• **Requisitos do exercício**:
[A] No texto sobre o ensino da gramática, antes de que idade o estudo da gramática só poderá realizar-se através de exercícios práticos?
[B] Retoma o texto sobre o ensino da gramática a partir da última frase apresentada.

• **Bloco de texto**:
━━━━━━━━━━━━━━━━
É a partir desta base que o professor deverá orientar-se em relação às actividades que irá desenvolver na sala de aula para levar a que os alunos consigam «regular e consolidar progressivamente a expressão pessoal nas suas realizações orais e escritas».

José Romera Castillo diz que o ensino da gramática exige do docente uma atitude clara e definida quanto ao valor desta no domínio da língua. A gramática deve estar ao serviço da linguagem e não a linguagem ao serviço da gramática. Deve ter-se em conta que uma língua se aprende e se aperfeiçoa falando-a e escrevendo-a, não estudando somente a gramática. (21) Com efeito, a gramática não é somente a arte de falar e escrever bem um idioma; é também, e sobretudo, a ciência que estuda a relação entre a palavra e o pensamento. O fim último ao ensiná-la na escola não é de que os alunos aprendam as frases e expressões empoladas retiradas dos grandes escritores, mas que adquiram hábitos de construir e ordenar adequadamente os pensamentos e os sentimentos, fundados no conhecimento das regras que regem a linguagem. (22)

Se a gramática é, dentro do domínio do funcionamento da língua, uma das partes mais importantes, como a ensinar?

Para José Romera Castillo, é necessário graduar o ensino da gramática. Deve iniciar-se o estudo da linguagem sem contar com a terminologia gramatical. O estudo da gramática antes dos doze anos, com regras, excepções, definições e classificações, só poderá realizar-se através de exercícios práticos. As questões sintácticas complexas e a compreensão das relações e dependências da oração subordinada só devem ser tratadas a partir dessa idade por motivos que têm a ver com os períodos de desenvolvimento mental. (23) Considera que os conteúdos morfo-sintácticos a estudar deverão ser fundamentalmente práticos e extraídos dos recursos que a própria linguagem oral e escrita oferecem a cada instante. De facto, a sintaxe e a morfologia dão à criança conhecimentos que lhe permitem desenvolver a linguagem. Enquanto que na sintaxe são estudados os elementos de relacionação que possibilitam tomar consciência da estrutura da oração, na morfologia são fixados os nomes dos elementos e estabelece-se uma nomenclatura específica a fim de distinguir as formas das palavras. (24)
━━━━━━━━━━━━━━━━
• **Listagem de dados**:
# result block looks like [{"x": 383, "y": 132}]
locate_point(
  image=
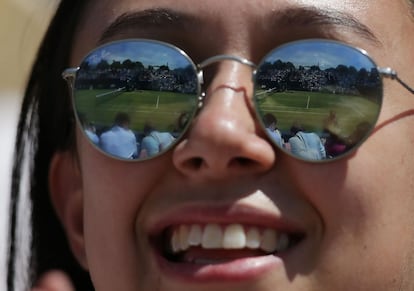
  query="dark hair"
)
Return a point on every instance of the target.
[{"x": 46, "y": 126}]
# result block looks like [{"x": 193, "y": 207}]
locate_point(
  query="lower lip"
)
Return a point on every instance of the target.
[{"x": 237, "y": 270}]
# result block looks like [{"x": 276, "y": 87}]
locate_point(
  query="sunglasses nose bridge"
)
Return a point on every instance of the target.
[{"x": 220, "y": 58}]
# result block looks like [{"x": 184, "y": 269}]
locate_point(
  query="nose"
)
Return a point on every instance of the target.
[{"x": 225, "y": 138}]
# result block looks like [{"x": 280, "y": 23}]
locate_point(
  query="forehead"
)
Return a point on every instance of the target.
[{"x": 235, "y": 21}]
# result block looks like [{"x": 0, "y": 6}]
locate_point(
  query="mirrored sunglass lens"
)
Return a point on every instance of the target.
[
  {"x": 318, "y": 99},
  {"x": 134, "y": 99}
]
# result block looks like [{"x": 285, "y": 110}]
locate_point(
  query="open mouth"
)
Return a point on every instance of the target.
[{"x": 211, "y": 244}]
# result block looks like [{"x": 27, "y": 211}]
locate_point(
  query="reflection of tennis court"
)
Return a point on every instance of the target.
[
  {"x": 312, "y": 108},
  {"x": 161, "y": 108}
]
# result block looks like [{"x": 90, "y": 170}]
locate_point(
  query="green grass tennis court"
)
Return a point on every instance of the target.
[
  {"x": 311, "y": 109},
  {"x": 162, "y": 109}
]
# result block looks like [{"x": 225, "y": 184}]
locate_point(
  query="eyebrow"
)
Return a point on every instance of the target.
[
  {"x": 302, "y": 16},
  {"x": 315, "y": 16}
]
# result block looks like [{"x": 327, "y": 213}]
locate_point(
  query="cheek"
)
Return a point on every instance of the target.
[{"x": 114, "y": 192}]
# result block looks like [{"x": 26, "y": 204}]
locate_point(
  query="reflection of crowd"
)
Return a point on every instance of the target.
[
  {"x": 134, "y": 76},
  {"x": 283, "y": 76},
  {"x": 310, "y": 145},
  {"x": 120, "y": 141}
]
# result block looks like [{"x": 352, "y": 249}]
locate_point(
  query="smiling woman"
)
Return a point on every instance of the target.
[{"x": 219, "y": 203}]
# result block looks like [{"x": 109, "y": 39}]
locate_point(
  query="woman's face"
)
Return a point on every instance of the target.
[{"x": 345, "y": 225}]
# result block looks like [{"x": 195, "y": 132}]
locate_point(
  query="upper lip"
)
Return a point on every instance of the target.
[{"x": 223, "y": 214}]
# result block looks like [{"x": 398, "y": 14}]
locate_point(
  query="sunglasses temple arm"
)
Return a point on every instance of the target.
[{"x": 390, "y": 73}]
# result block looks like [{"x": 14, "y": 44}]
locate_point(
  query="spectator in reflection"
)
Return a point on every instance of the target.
[
  {"x": 119, "y": 140},
  {"x": 154, "y": 141},
  {"x": 307, "y": 145},
  {"x": 89, "y": 129},
  {"x": 270, "y": 122}
]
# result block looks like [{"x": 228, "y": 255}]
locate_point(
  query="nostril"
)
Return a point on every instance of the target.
[
  {"x": 242, "y": 162},
  {"x": 193, "y": 164}
]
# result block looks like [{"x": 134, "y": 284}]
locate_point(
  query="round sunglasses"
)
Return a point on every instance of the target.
[{"x": 317, "y": 100}]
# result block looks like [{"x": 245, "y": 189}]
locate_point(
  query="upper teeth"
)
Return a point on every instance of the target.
[{"x": 232, "y": 236}]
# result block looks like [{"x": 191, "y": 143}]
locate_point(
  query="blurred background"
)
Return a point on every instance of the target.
[{"x": 22, "y": 25}]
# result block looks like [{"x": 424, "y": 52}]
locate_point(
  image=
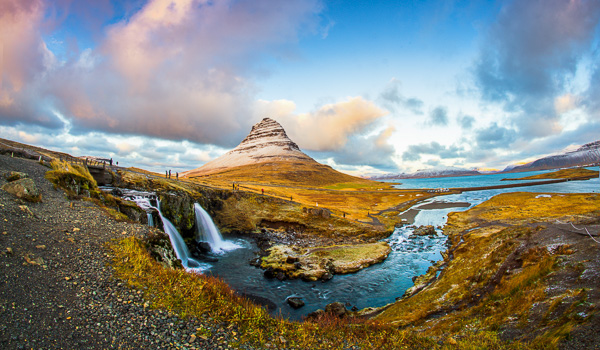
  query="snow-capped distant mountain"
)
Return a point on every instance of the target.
[{"x": 586, "y": 155}]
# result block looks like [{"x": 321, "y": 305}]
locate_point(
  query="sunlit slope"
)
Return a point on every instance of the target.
[{"x": 307, "y": 174}]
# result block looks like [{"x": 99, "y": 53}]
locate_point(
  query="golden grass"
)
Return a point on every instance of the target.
[
  {"x": 525, "y": 207},
  {"x": 73, "y": 178},
  {"x": 476, "y": 290},
  {"x": 199, "y": 295},
  {"x": 298, "y": 173}
]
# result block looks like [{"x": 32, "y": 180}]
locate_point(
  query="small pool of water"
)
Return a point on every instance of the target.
[{"x": 376, "y": 285}]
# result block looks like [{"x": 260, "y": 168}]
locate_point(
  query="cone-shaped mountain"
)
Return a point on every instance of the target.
[{"x": 268, "y": 154}]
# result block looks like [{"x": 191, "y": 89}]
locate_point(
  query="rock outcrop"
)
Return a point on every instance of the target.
[{"x": 23, "y": 188}]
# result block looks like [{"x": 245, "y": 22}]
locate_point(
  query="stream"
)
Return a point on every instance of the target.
[{"x": 381, "y": 283}]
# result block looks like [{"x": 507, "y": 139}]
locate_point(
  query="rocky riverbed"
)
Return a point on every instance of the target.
[{"x": 57, "y": 289}]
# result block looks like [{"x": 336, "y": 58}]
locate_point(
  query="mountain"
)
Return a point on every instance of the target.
[
  {"x": 586, "y": 155},
  {"x": 428, "y": 173},
  {"x": 268, "y": 155}
]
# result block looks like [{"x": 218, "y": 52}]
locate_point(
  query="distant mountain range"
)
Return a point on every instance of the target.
[{"x": 586, "y": 155}]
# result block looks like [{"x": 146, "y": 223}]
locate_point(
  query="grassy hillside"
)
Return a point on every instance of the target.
[
  {"x": 310, "y": 174},
  {"x": 562, "y": 174},
  {"x": 512, "y": 268}
]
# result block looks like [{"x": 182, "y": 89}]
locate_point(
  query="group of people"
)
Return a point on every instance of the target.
[{"x": 168, "y": 174}]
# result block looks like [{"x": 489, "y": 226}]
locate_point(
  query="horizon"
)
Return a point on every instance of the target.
[{"x": 366, "y": 88}]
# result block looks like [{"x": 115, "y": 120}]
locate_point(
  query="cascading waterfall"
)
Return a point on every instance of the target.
[
  {"x": 206, "y": 231},
  {"x": 181, "y": 250},
  {"x": 150, "y": 220}
]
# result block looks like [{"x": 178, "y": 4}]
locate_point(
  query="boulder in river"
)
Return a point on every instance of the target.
[
  {"x": 295, "y": 302},
  {"x": 427, "y": 230},
  {"x": 337, "y": 309}
]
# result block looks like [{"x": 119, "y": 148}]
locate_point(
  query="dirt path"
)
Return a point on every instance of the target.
[{"x": 57, "y": 290}]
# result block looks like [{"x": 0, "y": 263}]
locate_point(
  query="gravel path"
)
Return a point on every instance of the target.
[{"x": 57, "y": 290}]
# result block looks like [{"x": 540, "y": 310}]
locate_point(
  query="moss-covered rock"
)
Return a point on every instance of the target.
[{"x": 313, "y": 264}]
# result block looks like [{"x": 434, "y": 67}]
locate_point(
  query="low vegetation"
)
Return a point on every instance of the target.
[
  {"x": 316, "y": 263},
  {"x": 498, "y": 272},
  {"x": 75, "y": 179},
  {"x": 574, "y": 173},
  {"x": 205, "y": 296}
]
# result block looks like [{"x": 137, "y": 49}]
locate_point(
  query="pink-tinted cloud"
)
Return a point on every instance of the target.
[{"x": 174, "y": 69}]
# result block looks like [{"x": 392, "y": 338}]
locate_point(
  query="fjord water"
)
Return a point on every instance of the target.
[
  {"x": 495, "y": 179},
  {"x": 382, "y": 283}
]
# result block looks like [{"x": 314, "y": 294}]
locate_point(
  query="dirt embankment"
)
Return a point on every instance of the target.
[{"x": 57, "y": 290}]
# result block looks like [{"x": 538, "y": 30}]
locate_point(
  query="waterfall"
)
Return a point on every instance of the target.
[
  {"x": 181, "y": 250},
  {"x": 150, "y": 220},
  {"x": 206, "y": 231}
]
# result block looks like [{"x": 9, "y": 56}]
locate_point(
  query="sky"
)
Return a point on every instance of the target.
[{"x": 364, "y": 86}]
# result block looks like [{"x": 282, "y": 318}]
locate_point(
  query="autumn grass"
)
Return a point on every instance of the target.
[
  {"x": 562, "y": 174},
  {"x": 312, "y": 184},
  {"x": 493, "y": 275},
  {"x": 197, "y": 295},
  {"x": 72, "y": 178}
]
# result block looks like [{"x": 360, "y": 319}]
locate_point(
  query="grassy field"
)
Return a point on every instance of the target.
━━━━━━━━━━━━━━━━
• **Respostas às tarefas**:
[A] Antes dos doze anos.

[B]
Diz Valnir Chagas que, para o ensino da gramática, «a leitura é a fonte principal de onde se retiram os elementos indispensáveis à sistematização dos fenómenos linguísticos que os alunos já aprenderam, digamos assim, pelo uso empírico do idioma.» (25) Tal estudo deverá ser feito apenas «quando o texto já estiver totalmente superado em suas múltiplas facetas de compreensão, rapidez, assimilação do vocabulário, conversação, composição e até pronúncia. Mas atingido esse limite, é recomendável que a página lida, interpretada e comentada sirva de base para as sínteses de natureza morfológica e sintáctica que se devem empreender.» (26)

A aprendizagem da gramática na sala de aulas desde o 1º ciclo, deve, segundo José Romera Castillo, seguir o seguinte percurso:

Na primeira etapa não deverá haver definições abstractas nem classificações complicadas. Toda a informação morfo-sintáctica será adquirida por via indutiva. O ensino realizar-se-á através da exercitação da linguagem na sua prática habitual e diária. O aluno aprenderá a falar e a expressar-se com clareza em todas as actividades escolares. Entre a primeira e a segunda etapa, o ensino dos conhecimentos sintácticos e morfológicos ir-se-á sistematizando de uma forma gradual. Inicia-se o período das relações e o uso adequado dentro dos diversos contextos. A reflexão será indutiva tendo como auxiliar a leitura de textos. Na segunda etapa, a gramática será estudada de uma maneira completa e clara, para que o conhecimento da estrutura da oração desenvolva nos alunos a capacidade de relacionar a linguagem e o pensamento. A última etapa deve ser abundante em aplicações. O aluno deverá estar em condições de reconhecer e compreender as ideias veiculadas por orações simples e complexas. Textos literários bem seleccionados completarão o estudo gramatical. (27)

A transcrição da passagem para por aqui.